* [Supplied data]:
+++++
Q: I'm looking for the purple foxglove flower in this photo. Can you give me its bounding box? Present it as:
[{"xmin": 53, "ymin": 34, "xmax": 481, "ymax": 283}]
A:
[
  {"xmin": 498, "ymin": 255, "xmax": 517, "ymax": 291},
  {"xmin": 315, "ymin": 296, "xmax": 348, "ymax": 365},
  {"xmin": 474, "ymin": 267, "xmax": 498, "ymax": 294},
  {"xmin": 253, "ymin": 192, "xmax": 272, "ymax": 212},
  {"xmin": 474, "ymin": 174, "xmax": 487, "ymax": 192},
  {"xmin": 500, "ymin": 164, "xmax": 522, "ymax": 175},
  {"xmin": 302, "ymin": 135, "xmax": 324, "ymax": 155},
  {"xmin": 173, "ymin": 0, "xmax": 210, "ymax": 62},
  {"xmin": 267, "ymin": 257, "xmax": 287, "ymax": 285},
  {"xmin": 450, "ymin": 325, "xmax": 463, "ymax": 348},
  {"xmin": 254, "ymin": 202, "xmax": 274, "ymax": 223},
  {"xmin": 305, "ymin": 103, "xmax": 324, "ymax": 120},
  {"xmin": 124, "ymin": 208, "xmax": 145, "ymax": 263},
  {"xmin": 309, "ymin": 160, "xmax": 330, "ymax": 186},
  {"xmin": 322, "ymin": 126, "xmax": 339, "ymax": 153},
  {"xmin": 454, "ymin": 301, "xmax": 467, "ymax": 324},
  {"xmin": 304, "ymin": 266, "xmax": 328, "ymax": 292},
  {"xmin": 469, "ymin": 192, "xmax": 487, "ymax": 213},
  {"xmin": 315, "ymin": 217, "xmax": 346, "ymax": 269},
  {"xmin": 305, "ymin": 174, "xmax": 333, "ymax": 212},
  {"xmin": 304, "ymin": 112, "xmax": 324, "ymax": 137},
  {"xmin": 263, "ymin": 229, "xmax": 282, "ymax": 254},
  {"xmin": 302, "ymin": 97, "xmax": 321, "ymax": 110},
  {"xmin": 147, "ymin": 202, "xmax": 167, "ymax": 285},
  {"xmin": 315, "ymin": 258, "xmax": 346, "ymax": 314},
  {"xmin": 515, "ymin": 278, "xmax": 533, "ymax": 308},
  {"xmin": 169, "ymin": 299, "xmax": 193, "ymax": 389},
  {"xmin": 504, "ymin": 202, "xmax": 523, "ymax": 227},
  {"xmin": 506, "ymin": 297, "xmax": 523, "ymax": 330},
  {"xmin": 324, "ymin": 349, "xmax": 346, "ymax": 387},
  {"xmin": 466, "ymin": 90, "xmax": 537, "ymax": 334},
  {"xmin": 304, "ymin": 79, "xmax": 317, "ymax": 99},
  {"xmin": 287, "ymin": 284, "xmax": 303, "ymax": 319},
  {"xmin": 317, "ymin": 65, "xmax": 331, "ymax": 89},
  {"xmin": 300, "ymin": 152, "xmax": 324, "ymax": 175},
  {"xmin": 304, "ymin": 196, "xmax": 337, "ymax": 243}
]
+++++
Set down all of the data above, word for word.

Q: I'm looking for the purple foxglove flower in this photo. Can you give me its bounding box? Present it as:
[{"xmin": 53, "ymin": 34, "xmax": 481, "ymax": 283}]
A:
[
  {"xmin": 498, "ymin": 255, "xmax": 517, "ymax": 291},
  {"xmin": 315, "ymin": 296, "xmax": 348, "ymax": 365},
  {"xmin": 474, "ymin": 267, "xmax": 498, "ymax": 294},
  {"xmin": 253, "ymin": 192, "xmax": 272, "ymax": 212},
  {"xmin": 474, "ymin": 174, "xmax": 487, "ymax": 192},
  {"xmin": 500, "ymin": 164, "xmax": 522, "ymax": 175},
  {"xmin": 302, "ymin": 135, "xmax": 324, "ymax": 155},
  {"xmin": 173, "ymin": 0, "xmax": 210, "ymax": 62},
  {"xmin": 267, "ymin": 257, "xmax": 287, "ymax": 285},
  {"xmin": 450, "ymin": 325, "xmax": 463, "ymax": 348},
  {"xmin": 254, "ymin": 202, "xmax": 274, "ymax": 223},
  {"xmin": 305, "ymin": 103, "xmax": 324, "ymax": 120},
  {"xmin": 124, "ymin": 208, "xmax": 145, "ymax": 263},
  {"xmin": 309, "ymin": 160, "xmax": 330, "ymax": 186},
  {"xmin": 322, "ymin": 126, "xmax": 339, "ymax": 153},
  {"xmin": 454, "ymin": 301, "xmax": 467, "ymax": 324},
  {"xmin": 304, "ymin": 266, "xmax": 328, "ymax": 292},
  {"xmin": 469, "ymin": 192, "xmax": 487, "ymax": 213},
  {"xmin": 315, "ymin": 217, "xmax": 346, "ymax": 269},
  {"xmin": 305, "ymin": 174, "xmax": 333, "ymax": 212},
  {"xmin": 304, "ymin": 112, "xmax": 324, "ymax": 137},
  {"xmin": 263, "ymin": 229, "xmax": 282, "ymax": 254},
  {"xmin": 302, "ymin": 97, "xmax": 321, "ymax": 110},
  {"xmin": 147, "ymin": 202, "xmax": 167, "ymax": 285},
  {"xmin": 315, "ymin": 258, "xmax": 346, "ymax": 314},
  {"xmin": 515, "ymin": 278, "xmax": 533, "ymax": 308},
  {"xmin": 169, "ymin": 299, "xmax": 193, "ymax": 389},
  {"xmin": 504, "ymin": 202, "xmax": 523, "ymax": 227},
  {"xmin": 506, "ymin": 297, "xmax": 523, "ymax": 330},
  {"xmin": 324, "ymin": 349, "xmax": 346, "ymax": 387},
  {"xmin": 466, "ymin": 90, "xmax": 537, "ymax": 334},
  {"xmin": 304, "ymin": 79, "xmax": 317, "ymax": 99},
  {"xmin": 287, "ymin": 284, "xmax": 303, "ymax": 319},
  {"xmin": 317, "ymin": 65, "xmax": 331, "ymax": 89},
  {"xmin": 300, "ymin": 152, "xmax": 324, "ymax": 175},
  {"xmin": 304, "ymin": 196, "xmax": 337, "ymax": 243}
]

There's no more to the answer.